### TASK REQUIREMENTS
Reproduce the portion of the C++ map file starting at "#include <bits/stdc++.h>" and ending at "loop is N(logN)".

25.cpp

#include <bits/stdc++.h>
using namespace std;

void print(map<int,string> &m){
    cout<<m.size()<<endl;
    for (auto &pr : m)
    {   
    // accessing value of map is also O(logN) 
    // as we are accessing each value in map in one iteration of loop it is O(logN) and there are N iterations
        cout<<pr.first<<" "<<pr.second<<"\n";
    }
    // thus this loop is N(logN)
}

int main() {

        // MAP
        // map is not continous
        // thus we can't do it+1, but instead we can do it++ where it is iterator
        // map stores key in sorted fashion and only unique keys exists
        // map internally works using red black trees

        // map<int, string> m;
        // m[1] = "abc";   // this operation is O(logN) time where N is the current size of map
        // m[5] = "cdc";
        // m[3] = "acd";
        // m.insert({4, "afg"}); //map stores a pair
        // m.insert(make_pair(4, "afg"));

        // // map<int, string>::iterator it;
        // // for (it = m.begin(); it != m.end(); it++)
        // // {
        // //     cout<<(*it).first<<" "<<(*it).second<<"\n";
        // // }

        // print(m);




        // map<int, int> m;
        // m[1] = 2; //this operation is O(logN)
        // m[6]; // this is same as above and its also O(logN)
        // // writing this above line only will insert value 0 or empty string
        // // accessing each value of map is also logN
        // print(m);
        // // 2
        // // 1 2
        // // 6 0
        // m[1] = 4;   
        // print(m);


        map<int, string> m;
        m[1] = "abc";  
        m[5] = "cdc";
        m[3] = "acd";

        // auto it = m.find(3); //its time complexity is also O(logN)
        // //it returns the address 
        // // or if the key does not exist in the map it will return m.end()
        // if(it == m.end()){
        //     cout<<"NO value";
        // }else{
        //     cout<<(*it).first<<" "<<(*it).second;
        // }


        // m.erase(3); // O(logN)
        // // it takes either value or the address as input
        // print(m);


        // // auto it = m.find(3);
        // auto it = m.find(7);
        // // m.erase(it);
        // // if you give some value in erase which does not exist or address is out of map
        // // then it will give segmentation fault
        // // thus we will use it with a check
        // if(it != m.end()){
        //     m.erase(it);
        // }
        // print(m);



        // m.clear(); // it completely clears the map
        // print(m);



        // more in insertion
        // time of insertion also depends on the key
        // map<string, string> mpp;

        // mpp["abcd"] = "abb";
        // // because keys are stored in sorted fashion, it means key comparision also takes place
        // // thus that time will also be accountable
        // // s.size() * logN    where s is the key






        /*
            Given N strings, print unique strings in lexographical order with their frequency
            N <= 10^5
            |S| <= 100

            8
            asj
            gfi
            abc 
            qef
            abc
            jkl
            asj
            abc
        */

        map<string, int> mpp;
        //hame string unique rakhni hai isliy inhe keys liya hai
        int n;
        cin>>n;
        for (int i = 0; i < n; i++)
        {
            string s;
            cin>>s;
            // mpp[s] = mpp[s] + 1;
        //  | here mpp[s] is initialise to zero
        //            | so here 0 comes initially
        //  then 1 is added
            mpp[s]++;
        }
        for(auto &pr:mpp){
            cout<<pr.first<<" "<<pr.second<<"\n";
        }
        





    return 0;
}

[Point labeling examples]
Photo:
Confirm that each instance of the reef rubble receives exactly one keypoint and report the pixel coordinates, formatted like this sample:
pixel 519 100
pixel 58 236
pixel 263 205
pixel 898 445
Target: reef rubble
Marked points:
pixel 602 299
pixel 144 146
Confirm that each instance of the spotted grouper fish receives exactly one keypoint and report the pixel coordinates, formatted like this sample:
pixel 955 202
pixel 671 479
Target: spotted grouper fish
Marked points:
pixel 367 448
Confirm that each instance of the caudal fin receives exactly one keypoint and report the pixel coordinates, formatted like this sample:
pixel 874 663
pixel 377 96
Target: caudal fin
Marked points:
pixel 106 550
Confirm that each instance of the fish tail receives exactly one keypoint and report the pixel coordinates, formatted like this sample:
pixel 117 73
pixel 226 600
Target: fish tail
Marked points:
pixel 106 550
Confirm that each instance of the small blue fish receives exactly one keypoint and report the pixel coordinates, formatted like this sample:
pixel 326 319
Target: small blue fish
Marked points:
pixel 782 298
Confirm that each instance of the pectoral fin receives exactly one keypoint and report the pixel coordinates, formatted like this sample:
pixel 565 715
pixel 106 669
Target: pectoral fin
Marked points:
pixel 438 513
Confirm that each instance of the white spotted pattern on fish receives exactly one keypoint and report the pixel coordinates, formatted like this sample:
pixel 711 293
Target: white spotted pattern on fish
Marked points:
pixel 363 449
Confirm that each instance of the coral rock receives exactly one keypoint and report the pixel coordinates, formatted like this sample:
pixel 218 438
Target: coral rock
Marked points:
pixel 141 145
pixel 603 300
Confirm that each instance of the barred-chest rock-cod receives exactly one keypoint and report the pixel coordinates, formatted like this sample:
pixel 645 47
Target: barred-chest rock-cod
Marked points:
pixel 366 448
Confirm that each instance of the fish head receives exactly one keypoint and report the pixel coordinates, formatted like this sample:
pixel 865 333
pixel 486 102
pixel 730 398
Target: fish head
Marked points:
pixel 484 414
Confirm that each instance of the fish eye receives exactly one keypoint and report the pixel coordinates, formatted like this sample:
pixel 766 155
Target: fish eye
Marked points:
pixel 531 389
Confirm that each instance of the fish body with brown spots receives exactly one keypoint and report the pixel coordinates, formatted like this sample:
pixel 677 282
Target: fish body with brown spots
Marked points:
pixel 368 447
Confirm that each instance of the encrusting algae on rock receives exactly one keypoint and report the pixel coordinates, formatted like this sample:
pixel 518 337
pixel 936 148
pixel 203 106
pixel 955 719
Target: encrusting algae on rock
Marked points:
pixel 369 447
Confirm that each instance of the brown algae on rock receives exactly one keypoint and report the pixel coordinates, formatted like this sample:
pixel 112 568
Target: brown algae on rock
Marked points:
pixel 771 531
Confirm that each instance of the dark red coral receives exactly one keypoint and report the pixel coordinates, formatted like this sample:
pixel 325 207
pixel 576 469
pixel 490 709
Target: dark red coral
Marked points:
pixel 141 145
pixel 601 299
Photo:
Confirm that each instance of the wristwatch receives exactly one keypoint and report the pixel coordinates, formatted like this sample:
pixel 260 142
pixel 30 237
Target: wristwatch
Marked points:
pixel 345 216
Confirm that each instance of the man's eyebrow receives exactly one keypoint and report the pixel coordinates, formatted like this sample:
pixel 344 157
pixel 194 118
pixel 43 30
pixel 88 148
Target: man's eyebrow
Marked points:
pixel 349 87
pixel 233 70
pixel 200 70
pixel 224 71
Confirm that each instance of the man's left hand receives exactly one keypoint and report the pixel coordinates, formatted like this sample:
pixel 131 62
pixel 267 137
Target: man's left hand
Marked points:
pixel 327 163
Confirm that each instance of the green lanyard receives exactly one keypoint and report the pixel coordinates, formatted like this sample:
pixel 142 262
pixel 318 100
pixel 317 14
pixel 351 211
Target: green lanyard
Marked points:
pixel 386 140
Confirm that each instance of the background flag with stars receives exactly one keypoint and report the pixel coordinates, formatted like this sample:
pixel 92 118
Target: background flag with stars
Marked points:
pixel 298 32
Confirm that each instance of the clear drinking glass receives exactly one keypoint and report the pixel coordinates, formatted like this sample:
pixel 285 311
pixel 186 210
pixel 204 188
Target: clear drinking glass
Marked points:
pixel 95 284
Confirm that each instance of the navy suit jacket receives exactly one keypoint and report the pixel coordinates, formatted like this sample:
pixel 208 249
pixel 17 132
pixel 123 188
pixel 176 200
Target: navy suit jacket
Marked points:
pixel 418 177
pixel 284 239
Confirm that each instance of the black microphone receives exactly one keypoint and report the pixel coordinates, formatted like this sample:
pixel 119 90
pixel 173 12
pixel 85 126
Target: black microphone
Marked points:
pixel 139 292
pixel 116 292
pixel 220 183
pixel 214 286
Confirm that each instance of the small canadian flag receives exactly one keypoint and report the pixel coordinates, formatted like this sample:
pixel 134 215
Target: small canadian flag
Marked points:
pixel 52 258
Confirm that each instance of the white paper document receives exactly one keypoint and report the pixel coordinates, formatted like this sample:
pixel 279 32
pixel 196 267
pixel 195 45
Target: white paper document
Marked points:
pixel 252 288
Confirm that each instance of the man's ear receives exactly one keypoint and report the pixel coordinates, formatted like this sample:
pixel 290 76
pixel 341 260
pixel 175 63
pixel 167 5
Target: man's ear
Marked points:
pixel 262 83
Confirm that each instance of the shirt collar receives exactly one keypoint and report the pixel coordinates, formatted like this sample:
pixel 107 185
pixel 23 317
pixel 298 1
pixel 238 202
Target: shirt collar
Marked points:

### FINISHED EXERCISE
#include <bits/stdc++.h>
using namespace std;

void print(map<int,string> &m){
    cout<<m.size()<<endl;
    for (auto &pr : m)
    {   
    // accessing value of map is also O(logN) 
    // as we are accessing each value in map in one iteration of loop it is O(logN) and there are N iterations
        cout<<pr.first<<" "<<pr.second<<"\n";
    }
    // thus this loop is N(logN)